── MATERIAL PROVIDED

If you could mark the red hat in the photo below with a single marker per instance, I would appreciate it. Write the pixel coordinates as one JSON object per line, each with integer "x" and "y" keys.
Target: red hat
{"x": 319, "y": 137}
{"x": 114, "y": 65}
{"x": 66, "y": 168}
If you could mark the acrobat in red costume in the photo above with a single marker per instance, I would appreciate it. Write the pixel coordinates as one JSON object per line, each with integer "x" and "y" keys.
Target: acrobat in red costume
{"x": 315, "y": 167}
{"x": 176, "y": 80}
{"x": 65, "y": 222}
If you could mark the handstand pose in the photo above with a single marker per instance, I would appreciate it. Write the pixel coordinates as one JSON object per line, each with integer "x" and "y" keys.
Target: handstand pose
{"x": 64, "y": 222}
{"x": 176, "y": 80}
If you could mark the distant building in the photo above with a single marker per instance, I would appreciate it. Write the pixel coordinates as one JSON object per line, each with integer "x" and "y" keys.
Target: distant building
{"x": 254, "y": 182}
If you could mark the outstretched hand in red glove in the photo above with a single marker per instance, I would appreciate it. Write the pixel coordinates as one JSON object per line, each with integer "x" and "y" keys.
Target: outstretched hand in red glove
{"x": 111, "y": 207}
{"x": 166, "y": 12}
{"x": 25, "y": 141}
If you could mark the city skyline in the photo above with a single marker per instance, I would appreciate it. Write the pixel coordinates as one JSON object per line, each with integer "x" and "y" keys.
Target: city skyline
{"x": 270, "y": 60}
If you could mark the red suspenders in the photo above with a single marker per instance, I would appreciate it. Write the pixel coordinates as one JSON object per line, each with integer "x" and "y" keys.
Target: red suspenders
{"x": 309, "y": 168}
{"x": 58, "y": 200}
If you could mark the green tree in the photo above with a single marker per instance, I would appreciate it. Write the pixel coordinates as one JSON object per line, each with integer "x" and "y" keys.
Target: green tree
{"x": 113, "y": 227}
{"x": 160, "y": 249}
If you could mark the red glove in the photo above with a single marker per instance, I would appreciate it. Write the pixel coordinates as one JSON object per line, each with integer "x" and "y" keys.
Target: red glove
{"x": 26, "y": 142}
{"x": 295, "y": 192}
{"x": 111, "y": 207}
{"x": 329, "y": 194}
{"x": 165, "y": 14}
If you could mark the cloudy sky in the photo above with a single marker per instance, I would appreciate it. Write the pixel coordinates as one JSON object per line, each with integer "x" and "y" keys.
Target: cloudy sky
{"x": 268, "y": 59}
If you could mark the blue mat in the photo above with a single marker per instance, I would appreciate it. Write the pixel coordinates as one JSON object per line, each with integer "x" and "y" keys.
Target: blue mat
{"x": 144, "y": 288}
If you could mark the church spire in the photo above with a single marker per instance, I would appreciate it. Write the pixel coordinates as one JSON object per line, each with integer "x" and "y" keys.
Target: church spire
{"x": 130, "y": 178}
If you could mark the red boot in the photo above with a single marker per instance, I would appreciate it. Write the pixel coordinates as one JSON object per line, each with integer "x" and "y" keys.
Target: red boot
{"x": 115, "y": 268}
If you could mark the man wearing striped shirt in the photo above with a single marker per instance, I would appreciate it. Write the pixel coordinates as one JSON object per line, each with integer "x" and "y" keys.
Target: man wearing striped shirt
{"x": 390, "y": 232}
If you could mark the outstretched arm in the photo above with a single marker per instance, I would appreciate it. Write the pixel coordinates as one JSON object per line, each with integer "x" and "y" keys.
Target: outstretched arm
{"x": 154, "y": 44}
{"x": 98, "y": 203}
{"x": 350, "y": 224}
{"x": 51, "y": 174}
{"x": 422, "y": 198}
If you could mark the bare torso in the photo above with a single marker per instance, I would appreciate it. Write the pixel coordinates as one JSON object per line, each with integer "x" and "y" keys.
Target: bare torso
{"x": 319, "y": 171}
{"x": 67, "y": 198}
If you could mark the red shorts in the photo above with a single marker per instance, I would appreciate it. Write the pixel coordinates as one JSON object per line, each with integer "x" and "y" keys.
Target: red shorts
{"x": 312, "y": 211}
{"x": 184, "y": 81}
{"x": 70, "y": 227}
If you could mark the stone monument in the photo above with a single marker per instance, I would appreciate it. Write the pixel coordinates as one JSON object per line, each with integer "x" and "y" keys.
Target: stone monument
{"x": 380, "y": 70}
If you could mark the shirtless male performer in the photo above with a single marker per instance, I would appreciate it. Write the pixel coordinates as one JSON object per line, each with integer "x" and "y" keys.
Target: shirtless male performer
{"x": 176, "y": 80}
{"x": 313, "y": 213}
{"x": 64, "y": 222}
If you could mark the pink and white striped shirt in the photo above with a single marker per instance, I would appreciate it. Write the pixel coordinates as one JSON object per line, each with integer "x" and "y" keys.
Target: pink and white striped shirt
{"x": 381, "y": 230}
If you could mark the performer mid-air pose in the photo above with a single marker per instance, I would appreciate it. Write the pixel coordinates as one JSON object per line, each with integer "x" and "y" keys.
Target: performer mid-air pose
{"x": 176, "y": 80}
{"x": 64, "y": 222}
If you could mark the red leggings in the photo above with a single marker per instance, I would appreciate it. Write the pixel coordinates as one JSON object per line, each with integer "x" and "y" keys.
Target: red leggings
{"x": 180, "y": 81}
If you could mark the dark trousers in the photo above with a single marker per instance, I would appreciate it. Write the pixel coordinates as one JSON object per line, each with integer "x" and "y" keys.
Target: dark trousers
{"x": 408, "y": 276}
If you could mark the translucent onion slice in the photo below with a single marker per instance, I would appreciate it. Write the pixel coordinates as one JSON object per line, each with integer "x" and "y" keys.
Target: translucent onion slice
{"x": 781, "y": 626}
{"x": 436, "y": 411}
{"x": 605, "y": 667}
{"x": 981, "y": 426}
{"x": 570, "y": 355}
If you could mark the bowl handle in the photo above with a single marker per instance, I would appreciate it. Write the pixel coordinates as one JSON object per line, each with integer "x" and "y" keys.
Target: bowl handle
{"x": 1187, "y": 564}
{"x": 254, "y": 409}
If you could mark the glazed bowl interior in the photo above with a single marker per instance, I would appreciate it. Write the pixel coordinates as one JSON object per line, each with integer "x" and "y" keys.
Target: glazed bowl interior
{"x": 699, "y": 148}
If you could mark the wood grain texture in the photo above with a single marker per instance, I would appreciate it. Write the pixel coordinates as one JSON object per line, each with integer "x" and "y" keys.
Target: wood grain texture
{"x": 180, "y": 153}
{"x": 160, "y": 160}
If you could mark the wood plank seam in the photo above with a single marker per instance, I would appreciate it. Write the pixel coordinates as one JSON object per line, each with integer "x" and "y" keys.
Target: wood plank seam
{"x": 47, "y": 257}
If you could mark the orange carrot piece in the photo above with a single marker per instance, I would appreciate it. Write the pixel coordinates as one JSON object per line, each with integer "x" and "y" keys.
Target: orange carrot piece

────

◆ WHAT IS BEING ASKED ◆
Print, from the entries above, the line with "Target: shirtless male performer", the line with "If you could mark the pink" and all lines between them, exactly and with nothing else.

◆ TASK SOLUTION ◆
Target: shirtless male performer
{"x": 176, "y": 80}
{"x": 313, "y": 213}
{"x": 64, "y": 222}
If you could mark the pink and white striped shirt in the photo above with a single marker per instance, I would appreciate it. Write the pixel coordinates as one JSON object per line, each with integer "x" and "y" keys.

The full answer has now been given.